### EXERCISE:
Every record must be repeated exactly, with no omission.

### DATA LINES:
|---|

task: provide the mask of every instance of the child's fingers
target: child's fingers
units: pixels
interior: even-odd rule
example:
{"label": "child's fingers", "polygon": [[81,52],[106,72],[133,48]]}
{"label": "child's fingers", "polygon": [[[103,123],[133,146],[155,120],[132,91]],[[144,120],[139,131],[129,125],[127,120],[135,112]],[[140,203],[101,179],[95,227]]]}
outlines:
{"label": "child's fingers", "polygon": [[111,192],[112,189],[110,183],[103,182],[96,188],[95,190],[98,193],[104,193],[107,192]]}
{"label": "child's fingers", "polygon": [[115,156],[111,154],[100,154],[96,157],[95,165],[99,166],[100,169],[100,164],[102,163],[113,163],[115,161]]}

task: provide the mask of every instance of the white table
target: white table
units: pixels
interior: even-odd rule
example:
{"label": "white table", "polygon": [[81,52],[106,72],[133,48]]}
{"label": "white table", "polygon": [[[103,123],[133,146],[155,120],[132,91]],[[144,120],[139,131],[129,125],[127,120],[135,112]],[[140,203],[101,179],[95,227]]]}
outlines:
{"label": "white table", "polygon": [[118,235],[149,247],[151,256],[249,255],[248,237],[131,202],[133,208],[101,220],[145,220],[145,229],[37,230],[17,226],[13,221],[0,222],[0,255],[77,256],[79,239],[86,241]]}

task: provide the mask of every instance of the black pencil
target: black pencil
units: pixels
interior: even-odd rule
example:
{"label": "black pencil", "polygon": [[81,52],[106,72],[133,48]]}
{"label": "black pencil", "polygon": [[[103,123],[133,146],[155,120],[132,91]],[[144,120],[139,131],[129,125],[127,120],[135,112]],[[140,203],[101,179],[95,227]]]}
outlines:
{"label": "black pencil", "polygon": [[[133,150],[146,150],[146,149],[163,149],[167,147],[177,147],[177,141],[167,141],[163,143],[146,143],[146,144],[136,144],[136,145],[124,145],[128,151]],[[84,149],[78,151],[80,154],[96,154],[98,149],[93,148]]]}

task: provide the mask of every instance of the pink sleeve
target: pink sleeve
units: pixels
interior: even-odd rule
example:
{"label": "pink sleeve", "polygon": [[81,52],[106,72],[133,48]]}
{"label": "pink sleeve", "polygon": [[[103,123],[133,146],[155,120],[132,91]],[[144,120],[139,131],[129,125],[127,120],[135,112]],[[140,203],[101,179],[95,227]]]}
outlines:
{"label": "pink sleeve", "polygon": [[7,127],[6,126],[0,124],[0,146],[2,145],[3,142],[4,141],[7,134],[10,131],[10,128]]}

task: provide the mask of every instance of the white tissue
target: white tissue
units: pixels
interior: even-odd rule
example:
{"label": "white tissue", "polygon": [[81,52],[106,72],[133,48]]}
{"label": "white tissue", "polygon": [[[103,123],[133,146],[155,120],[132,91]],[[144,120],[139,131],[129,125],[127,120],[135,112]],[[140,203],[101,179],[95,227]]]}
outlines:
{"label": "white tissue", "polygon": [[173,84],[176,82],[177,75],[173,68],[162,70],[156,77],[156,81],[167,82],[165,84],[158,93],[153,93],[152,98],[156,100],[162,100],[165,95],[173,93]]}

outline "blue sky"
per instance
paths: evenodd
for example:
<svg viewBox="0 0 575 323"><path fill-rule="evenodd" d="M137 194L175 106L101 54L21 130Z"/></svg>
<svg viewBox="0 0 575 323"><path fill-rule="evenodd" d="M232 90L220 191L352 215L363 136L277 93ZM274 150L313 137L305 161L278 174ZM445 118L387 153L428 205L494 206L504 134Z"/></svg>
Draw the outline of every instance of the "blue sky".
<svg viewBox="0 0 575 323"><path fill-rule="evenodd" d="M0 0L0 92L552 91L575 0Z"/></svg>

|---|

### TASK RESULT:
task: provide the mask of every instance of the child's fingers
target: child's fingers
units: pixels
interior: even-odd rule
example:
{"label": "child's fingers", "polygon": [[81,52],[106,72],[133,48]]}
{"label": "child's fingers", "polygon": [[[103,123],[133,146],[155,120],[132,91]],[[144,120],[139,131],[129,125],[127,120],[135,112]],[[140,203],[101,179],[95,227]]]}
outlines:
{"label": "child's fingers", "polygon": [[111,192],[112,189],[110,183],[103,182],[96,188],[95,190],[98,193],[104,193],[107,192]]}
{"label": "child's fingers", "polygon": [[115,156],[111,154],[100,154],[96,157],[95,165],[99,166],[100,169],[100,164],[102,163],[113,163],[115,161]]}

task: provide the mask of every instance of the white table
target: white table
units: pixels
interior: even-odd rule
example:
{"label": "white table", "polygon": [[81,52],[106,72],[133,48]]}
{"label": "white table", "polygon": [[[103,123],[133,146],[155,120],[132,91]],[[144,120],[139,131],[129,125],[127,120],[135,112]],[[140,203],[101,179],[95,227]]]}
outlines:
{"label": "white table", "polygon": [[118,235],[149,247],[151,256],[249,255],[248,237],[131,202],[133,208],[101,220],[145,220],[145,229],[37,230],[17,226],[13,221],[0,222],[0,255],[77,256],[79,239],[86,241]]}

task: provide the mask of every instance of the black pencil
target: black pencil
units: pixels
interior: even-odd rule
example:
{"label": "black pencil", "polygon": [[81,52],[106,72],[133,48]]}
{"label": "black pencil", "polygon": [[[103,123],[133,146],[155,120],[132,91]],[[144,120],[139,131],[129,125],[127,120],[135,112]],[[140,203],[101,179],[95,227]]]}
outlines:
{"label": "black pencil", "polygon": [[[133,150],[146,150],[146,149],[163,149],[167,147],[177,147],[177,141],[167,141],[163,143],[146,143],[146,144],[136,144],[136,145],[124,145],[128,151]],[[84,149],[78,151],[80,154],[96,154],[98,149],[93,148]]]}

task: provide the mask of every instance of the pink sleeve
target: pink sleeve
units: pixels
interior: even-odd rule
example:
{"label": "pink sleeve", "polygon": [[81,52],[106,72],[133,48]]}
{"label": "pink sleeve", "polygon": [[[103,123],[133,146],[155,120],[132,91]],[[144,120],[139,131],[129,125],[127,120],[135,112]],[[140,203],[101,179],[95,227]]]}
outlines:
{"label": "pink sleeve", "polygon": [[7,127],[6,126],[0,124],[0,146],[2,145],[3,142],[4,141],[7,134],[10,131],[10,128]]}

task: provide the mask of every instance of the white tissue
target: white tissue
units: pixels
interior: even-odd rule
example:
{"label": "white tissue", "polygon": [[81,52],[106,72],[133,48]]}
{"label": "white tissue", "polygon": [[[103,123],[133,146],[155,120],[132,91]],[[144,120],[139,131],[129,125],[127,120],[135,112]],[[140,203],[101,179],[95,227]]]}
outlines:
{"label": "white tissue", "polygon": [[173,84],[176,82],[177,75],[173,68],[162,70],[156,77],[156,81],[167,82],[165,84],[158,93],[153,93],[152,98],[156,100],[162,100],[165,95],[173,93]]}

outline "blue sky"
per instance
paths: evenodd
for example:
<svg viewBox="0 0 575 323"><path fill-rule="evenodd" d="M137 194L175 106L101 54L21 130Z"/></svg>
<svg viewBox="0 0 575 323"><path fill-rule="evenodd" d="M232 90L220 191L352 215L363 136L277 93ZM274 150L313 137L305 161L278 174ZM445 118L387 153L428 205L494 206L504 134Z"/></svg>
Draw the outline of every instance of the "blue sky".
<svg viewBox="0 0 575 323"><path fill-rule="evenodd" d="M0 0L0 92L552 91L575 0Z"/></svg>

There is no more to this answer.